## Aim
From the line with "Label the team" to the final line of the records, reproduce every line exactly and only those lines.

(Point labeling examples)
┌────────
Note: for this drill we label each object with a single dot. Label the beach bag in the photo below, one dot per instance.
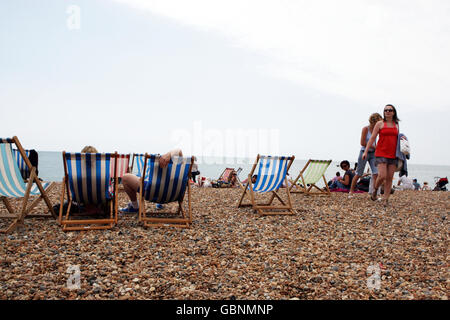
(404, 147)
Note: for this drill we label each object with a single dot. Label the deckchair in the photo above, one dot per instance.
(23, 168)
(166, 185)
(123, 161)
(311, 174)
(12, 185)
(225, 175)
(87, 181)
(271, 174)
(139, 158)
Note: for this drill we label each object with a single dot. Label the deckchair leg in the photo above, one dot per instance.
(7, 205)
(244, 192)
(61, 201)
(326, 185)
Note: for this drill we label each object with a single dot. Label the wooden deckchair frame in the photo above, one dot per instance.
(24, 212)
(304, 188)
(267, 208)
(87, 224)
(184, 221)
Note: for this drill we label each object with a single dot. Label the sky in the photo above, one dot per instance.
(224, 78)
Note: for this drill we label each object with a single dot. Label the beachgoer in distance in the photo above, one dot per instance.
(416, 184)
(232, 179)
(253, 179)
(385, 153)
(366, 133)
(131, 182)
(345, 181)
(426, 187)
(194, 170)
(89, 149)
(404, 183)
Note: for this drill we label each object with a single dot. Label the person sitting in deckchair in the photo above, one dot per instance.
(131, 182)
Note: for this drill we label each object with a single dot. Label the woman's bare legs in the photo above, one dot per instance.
(388, 181)
(352, 187)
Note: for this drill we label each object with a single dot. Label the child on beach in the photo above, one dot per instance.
(426, 187)
(366, 134)
(89, 149)
(344, 182)
(386, 151)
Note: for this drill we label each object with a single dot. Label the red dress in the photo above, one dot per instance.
(387, 143)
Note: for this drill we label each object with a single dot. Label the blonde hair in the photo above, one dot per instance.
(374, 118)
(89, 149)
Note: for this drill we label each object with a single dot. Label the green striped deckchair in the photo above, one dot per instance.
(310, 175)
(12, 185)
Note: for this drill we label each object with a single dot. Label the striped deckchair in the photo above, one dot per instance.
(12, 185)
(271, 175)
(225, 174)
(123, 161)
(87, 181)
(310, 175)
(24, 171)
(165, 185)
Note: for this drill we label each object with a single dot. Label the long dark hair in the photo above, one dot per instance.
(394, 118)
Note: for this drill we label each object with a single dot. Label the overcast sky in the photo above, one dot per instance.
(145, 76)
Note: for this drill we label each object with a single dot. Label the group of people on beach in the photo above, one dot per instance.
(380, 147)
(384, 156)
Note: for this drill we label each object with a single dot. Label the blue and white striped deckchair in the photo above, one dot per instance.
(310, 175)
(24, 171)
(88, 178)
(165, 185)
(12, 184)
(139, 158)
(272, 173)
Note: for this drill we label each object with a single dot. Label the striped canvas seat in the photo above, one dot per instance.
(140, 159)
(91, 182)
(168, 184)
(11, 181)
(24, 171)
(12, 185)
(310, 175)
(225, 174)
(165, 185)
(123, 161)
(272, 172)
(89, 177)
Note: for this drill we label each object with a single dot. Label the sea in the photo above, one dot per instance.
(51, 168)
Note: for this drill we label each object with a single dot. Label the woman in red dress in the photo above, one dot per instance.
(385, 152)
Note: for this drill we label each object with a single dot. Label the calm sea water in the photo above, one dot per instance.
(51, 168)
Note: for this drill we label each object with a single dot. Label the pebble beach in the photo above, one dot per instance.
(332, 248)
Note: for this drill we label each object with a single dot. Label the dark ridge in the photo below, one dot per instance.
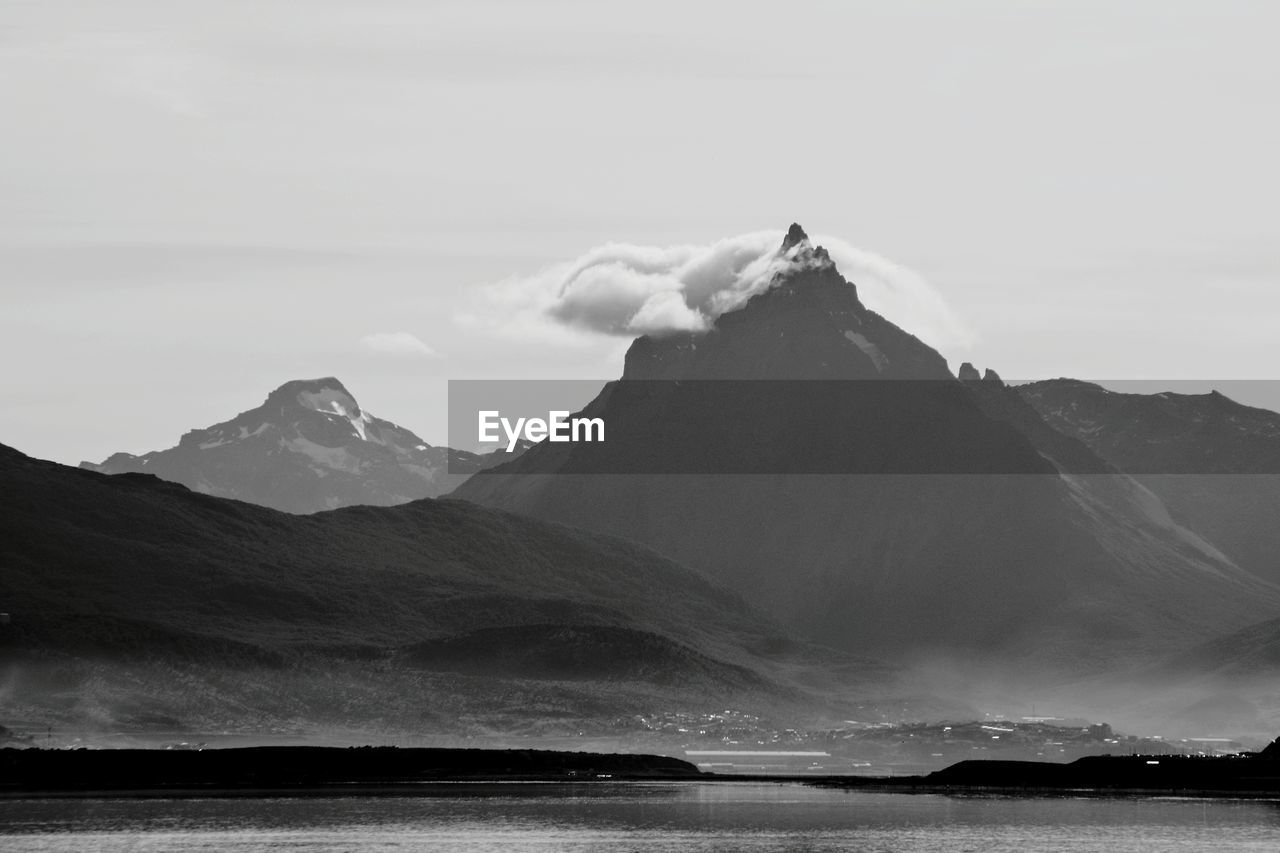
(309, 767)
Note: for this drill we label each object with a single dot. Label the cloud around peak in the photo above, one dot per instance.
(629, 290)
(398, 343)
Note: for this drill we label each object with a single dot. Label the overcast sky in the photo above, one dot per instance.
(202, 200)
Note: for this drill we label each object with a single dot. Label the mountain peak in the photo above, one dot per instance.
(795, 236)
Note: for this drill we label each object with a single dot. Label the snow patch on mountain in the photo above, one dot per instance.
(872, 351)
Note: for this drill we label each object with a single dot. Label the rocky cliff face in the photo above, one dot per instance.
(826, 464)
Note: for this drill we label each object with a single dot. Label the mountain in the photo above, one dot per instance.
(1214, 463)
(136, 603)
(307, 447)
(827, 465)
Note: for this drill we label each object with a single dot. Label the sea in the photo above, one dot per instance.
(689, 817)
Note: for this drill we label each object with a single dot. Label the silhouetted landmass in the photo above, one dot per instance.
(136, 605)
(309, 447)
(272, 770)
(1215, 463)
(310, 767)
(1009, 544)
(1240, 774)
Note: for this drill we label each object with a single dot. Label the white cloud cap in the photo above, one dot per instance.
(401, 343)
(627, 290)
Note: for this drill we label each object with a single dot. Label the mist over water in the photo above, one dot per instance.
(699, 817)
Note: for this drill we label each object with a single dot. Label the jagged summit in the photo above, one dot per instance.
(795, 236)
(808, 323)
(309, 446)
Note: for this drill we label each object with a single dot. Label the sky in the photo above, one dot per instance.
(200, 201)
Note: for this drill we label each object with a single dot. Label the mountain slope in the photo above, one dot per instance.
(1212, 461)
(307, 447)
(414, 607)
(858, 491)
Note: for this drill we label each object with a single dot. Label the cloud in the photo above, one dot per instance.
(401, 343)
(627, 290)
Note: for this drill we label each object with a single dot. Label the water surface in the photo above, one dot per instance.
(694, 817)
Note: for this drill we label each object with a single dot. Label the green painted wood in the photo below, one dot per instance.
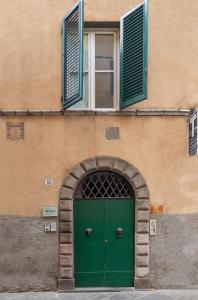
(119, 251)
(72, 55)
(89, 251)
(104, 259)
(133, 56)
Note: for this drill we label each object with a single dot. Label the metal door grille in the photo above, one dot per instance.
(104, 184)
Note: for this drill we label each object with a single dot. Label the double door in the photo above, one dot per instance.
(104, 242)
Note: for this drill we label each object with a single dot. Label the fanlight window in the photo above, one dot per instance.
(104, 184)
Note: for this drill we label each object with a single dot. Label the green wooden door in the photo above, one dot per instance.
(103, 242)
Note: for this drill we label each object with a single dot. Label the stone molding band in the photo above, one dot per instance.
(131, 112)
(66, 275)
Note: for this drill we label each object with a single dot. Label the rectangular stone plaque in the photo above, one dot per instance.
(50, 212)
(112, 133)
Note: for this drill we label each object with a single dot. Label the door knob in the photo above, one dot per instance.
(89, 232)
(119, 232)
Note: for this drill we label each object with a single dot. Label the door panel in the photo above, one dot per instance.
(119, 248)
(106, 257)
(89, 250)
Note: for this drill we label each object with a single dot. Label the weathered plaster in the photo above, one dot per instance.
(174, 251)
(30, 58)
(28, 255)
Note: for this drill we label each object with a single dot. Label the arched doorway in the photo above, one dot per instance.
(66, 225)
(104, 231)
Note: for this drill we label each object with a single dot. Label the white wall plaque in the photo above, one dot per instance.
(193, 133)
(50, 212)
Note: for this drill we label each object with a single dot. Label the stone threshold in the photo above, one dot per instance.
(132, 112)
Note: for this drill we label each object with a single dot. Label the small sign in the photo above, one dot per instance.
(50, 212)
(15, 131)
(193, 134)
(49, 181)
(153, 227)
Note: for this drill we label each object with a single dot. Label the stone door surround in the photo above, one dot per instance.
(67, 192)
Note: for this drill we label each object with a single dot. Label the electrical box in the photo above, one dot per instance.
(153, 227)
(51, 227)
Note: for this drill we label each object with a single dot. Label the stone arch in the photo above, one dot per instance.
(117, 165)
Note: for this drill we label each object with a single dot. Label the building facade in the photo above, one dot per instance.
(118, 171)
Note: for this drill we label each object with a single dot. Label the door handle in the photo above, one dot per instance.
(119, 232)
(89, 232)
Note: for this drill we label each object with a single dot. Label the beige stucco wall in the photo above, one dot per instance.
(30, 56)
(157, 146)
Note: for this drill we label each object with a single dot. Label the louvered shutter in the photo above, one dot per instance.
(133, 56)
(72, 56)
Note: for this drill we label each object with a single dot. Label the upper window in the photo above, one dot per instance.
(97, 72)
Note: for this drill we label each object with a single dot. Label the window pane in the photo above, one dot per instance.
(85, 52)
(84, 102)
(104, 51)
(104, 90)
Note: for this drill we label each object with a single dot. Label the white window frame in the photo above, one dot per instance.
(91, 68)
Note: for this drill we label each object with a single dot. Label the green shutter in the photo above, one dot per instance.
(133, 56)
(72, 56)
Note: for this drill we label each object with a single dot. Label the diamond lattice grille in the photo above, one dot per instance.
(104, 184)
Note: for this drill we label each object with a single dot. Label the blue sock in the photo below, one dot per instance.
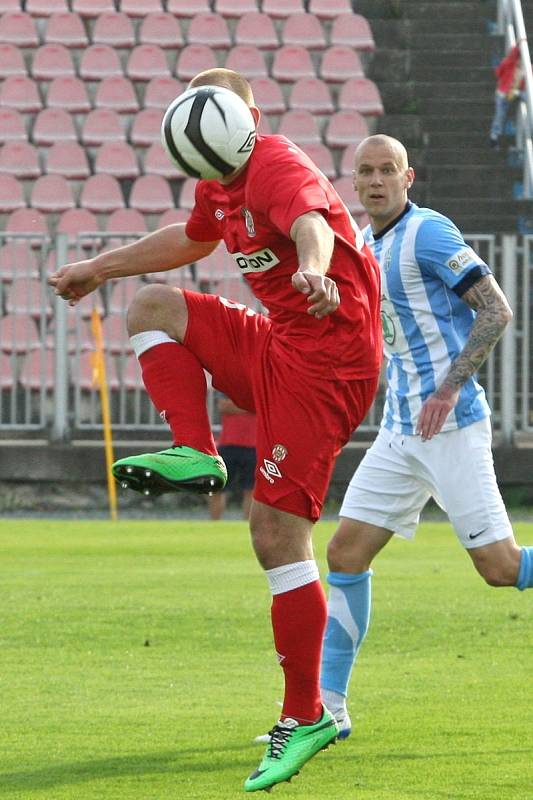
(525, 573)
(348, 616)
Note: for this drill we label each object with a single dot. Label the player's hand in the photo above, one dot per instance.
(435, 410)
(74, 281)
(322, 292)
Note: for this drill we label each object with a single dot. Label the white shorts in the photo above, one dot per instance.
(399, 474)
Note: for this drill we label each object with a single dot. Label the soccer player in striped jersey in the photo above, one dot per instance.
(442, 313)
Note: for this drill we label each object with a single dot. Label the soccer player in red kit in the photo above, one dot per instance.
(308, 369)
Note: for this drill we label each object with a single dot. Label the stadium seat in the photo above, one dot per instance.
(17, 259)
(291, 63)
(12, 127)
(248, 60)
(160, 92)
(151, 194)
(101, 194)
(118, 94)
(340, 63)
(11, 60)
(157, 162)
(282, 8)
(92, 8)
(256, 29)
(311, 94)
(114, 29)
(352, 30)
(146, 127)
(192, 59)
(18, 334)
(20, 92)
(361, 94)
(51, 61)
(345, 128)
(102, 125)
(209, 29)
(11, 193)
(117, 159)
(268, 95)
(52, 194)
(66, 28)
(303, 30)
(100, 61)
(147, 61)
(27, 220)
(52, 125)
(68, 159)
(161, 29)
(70, 93)
(20, 159)
(17, 27)
(300, 127)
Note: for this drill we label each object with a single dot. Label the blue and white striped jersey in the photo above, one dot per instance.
(425, 267)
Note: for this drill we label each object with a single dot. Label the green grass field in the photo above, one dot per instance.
(136, 663)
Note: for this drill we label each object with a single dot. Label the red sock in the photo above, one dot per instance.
(175, 381)
(299, 621)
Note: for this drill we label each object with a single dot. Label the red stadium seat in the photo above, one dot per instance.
(291, 63)
(147, 61)
(101, 194)
(115, 29)
(17, 27)
(209, 29)
(146, 127)
(256, 29)
(300, 127)
(194, 58)
(20, 159)
(118, 94)
(117, 159)
(11, 193)
(69, 93)
(12, 127)
(340, 63)
(151, 194)
(268, 95)
(361, 94)
(21, 93)
(160, 92)
(51, 61)
(311, 94)
(248, 60)
(53, 125)
(102, 125)
(11, 60)
(304, 30)
(352, 30)
(66, 28)
(161, 29)
(68, 159)
(100, 61)
(346, 128)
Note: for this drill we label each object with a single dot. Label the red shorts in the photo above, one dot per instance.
(303, 421)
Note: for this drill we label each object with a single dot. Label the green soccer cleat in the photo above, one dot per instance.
(178, 469)
(291, 746)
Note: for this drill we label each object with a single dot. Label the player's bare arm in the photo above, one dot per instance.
(162, 250)
(493, 314)
(314, 242)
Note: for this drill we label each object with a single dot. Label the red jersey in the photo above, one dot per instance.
(253, 215)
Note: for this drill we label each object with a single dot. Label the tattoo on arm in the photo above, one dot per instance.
(493, 313)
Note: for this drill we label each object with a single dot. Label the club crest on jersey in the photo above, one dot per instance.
(249, 222)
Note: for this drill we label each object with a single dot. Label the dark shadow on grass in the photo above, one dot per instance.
(171, 761)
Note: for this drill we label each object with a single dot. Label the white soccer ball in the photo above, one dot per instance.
(208, 132)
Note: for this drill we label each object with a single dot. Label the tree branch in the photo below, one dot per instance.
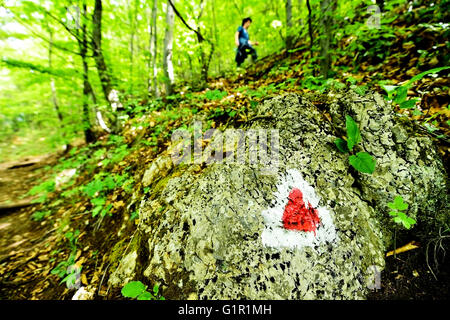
(199, 35)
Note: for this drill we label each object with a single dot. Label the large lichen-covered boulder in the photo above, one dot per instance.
(216, 232)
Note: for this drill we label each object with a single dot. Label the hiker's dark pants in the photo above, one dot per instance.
(243, 52)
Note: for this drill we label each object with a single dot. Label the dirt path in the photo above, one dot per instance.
(22, 240)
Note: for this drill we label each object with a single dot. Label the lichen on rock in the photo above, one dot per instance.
(207, 240)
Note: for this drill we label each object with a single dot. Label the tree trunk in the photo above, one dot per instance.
(111, 95)
(167, 55)
(52, 82)
(326, 8)
(289, 35)
(88, 134)
(132, 18)
(216, 35)
(311, 40)
(153, 84)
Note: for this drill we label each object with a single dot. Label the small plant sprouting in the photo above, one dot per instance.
(397, 215)
(138, 290)
(362, 161)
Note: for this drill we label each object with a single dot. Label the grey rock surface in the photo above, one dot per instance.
(200, 232)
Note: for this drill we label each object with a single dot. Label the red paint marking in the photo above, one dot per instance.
(297, 216)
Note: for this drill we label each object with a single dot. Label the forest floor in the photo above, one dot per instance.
(36, 241)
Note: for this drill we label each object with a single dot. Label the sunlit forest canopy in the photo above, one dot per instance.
(48, 50)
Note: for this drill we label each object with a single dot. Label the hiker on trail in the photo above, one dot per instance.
(244, 45)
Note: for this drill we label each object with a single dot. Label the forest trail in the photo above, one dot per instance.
(20, 236)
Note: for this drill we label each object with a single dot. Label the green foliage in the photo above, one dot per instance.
(397, 215)
(99, 188)
(353, 135)
(40, 215)
(362, 161)
(68, 270)
(215, 94)
(43, 190)
(399, 93)
(138, 290)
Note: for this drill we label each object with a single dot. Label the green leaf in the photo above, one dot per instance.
(155, 289)
(401, 94)
(363, 162)
(399, 204)
(133, 289)
(146, 296)
(408, 104)
(421, 75)
(341, 144)
(353, 135)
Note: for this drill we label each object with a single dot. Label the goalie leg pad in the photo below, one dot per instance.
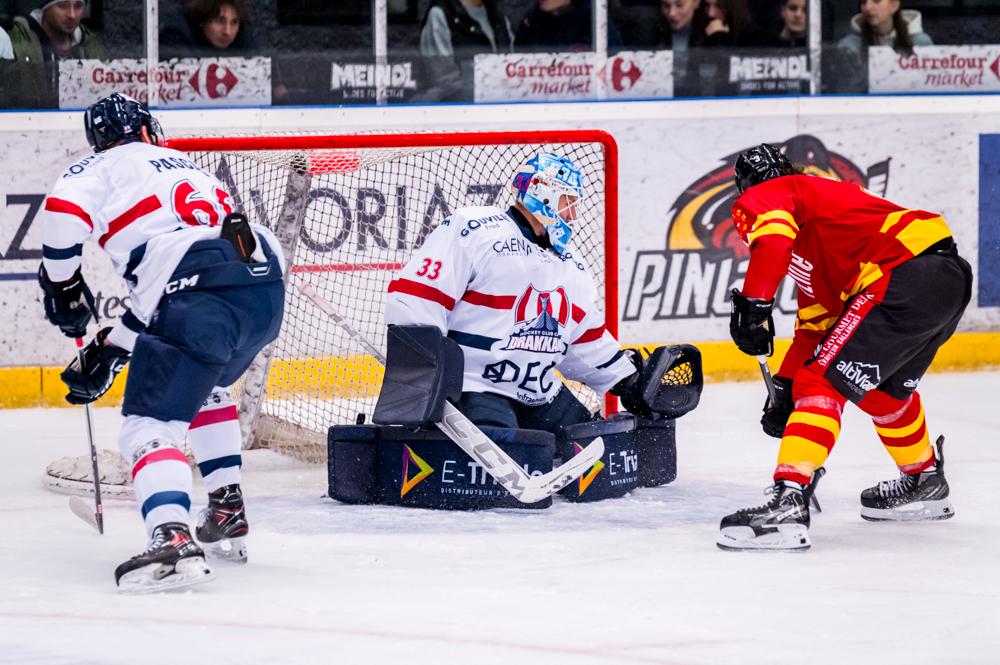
(425, 469)
(423, 368)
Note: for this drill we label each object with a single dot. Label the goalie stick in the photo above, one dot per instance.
(79, 508)
(468, 437)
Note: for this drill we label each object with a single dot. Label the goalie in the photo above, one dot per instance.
(515, 304)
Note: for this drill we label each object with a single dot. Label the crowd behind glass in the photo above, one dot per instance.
(436, 40)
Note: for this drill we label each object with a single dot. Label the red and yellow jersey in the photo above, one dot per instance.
(833, 238)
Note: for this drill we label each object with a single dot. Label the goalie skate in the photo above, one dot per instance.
(782, 524)
(222, 526)
(172, 561)
(915, 497)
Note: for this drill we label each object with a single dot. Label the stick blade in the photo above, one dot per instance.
(541, 487)
(87, 513)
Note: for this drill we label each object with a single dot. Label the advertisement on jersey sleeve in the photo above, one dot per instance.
(931, 69)
(573, 76)
(182, 82)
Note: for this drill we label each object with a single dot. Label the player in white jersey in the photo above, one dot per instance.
(508, 287)
(206, 295)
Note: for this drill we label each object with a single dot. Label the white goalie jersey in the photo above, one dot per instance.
(518, 310)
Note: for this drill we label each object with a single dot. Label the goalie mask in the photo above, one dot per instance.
(540, 184)
(118, 119)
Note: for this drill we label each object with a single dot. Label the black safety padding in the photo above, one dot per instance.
(423, 369)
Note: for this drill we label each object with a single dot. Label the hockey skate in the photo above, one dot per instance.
(222, 526)
(911, 497)
(780, 524)
(172, 561)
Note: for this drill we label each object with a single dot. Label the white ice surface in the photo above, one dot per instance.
(633, 580)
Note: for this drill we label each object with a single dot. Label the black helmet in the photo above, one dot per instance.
(760, 164)
(118, 118)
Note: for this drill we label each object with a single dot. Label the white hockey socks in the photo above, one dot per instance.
(216, 441)
(161, 476)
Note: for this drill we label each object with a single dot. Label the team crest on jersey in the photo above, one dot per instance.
(541, 316)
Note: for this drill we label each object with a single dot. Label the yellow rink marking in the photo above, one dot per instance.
(327, 377)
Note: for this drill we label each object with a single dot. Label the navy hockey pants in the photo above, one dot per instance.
(199, 339)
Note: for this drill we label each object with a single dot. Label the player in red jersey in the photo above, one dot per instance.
(880, 289)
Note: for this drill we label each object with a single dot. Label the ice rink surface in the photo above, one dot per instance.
(632, 580)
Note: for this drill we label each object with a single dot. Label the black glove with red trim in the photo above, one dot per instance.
(93, 377)
(751, 325)
(68, 305)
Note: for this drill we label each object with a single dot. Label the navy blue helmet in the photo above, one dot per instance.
(760, 164)
(118, 119)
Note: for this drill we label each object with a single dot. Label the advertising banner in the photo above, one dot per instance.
(678, 253)
(745, 72)
(184, 82)
(935, 69)
(569, 76)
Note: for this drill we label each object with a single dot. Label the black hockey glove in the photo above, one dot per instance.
└────────
## Written response
Note: for this drill we label each object with a single dot. Label the team crest on jersey in the photo above, one dot per instance.
(541, 316)
Note: for this drill we label each object with a single dot. Label the yellow rink marking in the photo above, one dot per instance.
(327, 377)
Note: for this drill we label each object with a single dot. Label the navy hockey pants in the photo above, one dot per instance.
(199, 339)
Note: for this drill we label each object with a single dot. Label the player in red jersey in the photo above, one dot per instance.
(880, 289)
Note: for this drill we label each object with a single dot. Label the ice rink surface in the photo above, one dot per instance.
(632, 580)
Note: for this drill we label each object with a single dot. Label the black glove with red trim in the photo above, one dot per instance.
(93, 377)
(751, 325)
(68, 305)
Note: for this drill we label each object with a single dot. Label the navy blue helmet in the photo above, one dot per instance.
(760, 164)
(118, 119)
Note: for this drill we label each object with a single dot. Label the advertising banner in the photo above, one dot per instance.
(678, 253)
(745, 72)
(184, 82)
(935, 69)
(569, 76)
Note: for this drill we label each object with a single dot. Label the black hockey glove in the photo above, one dot per instance.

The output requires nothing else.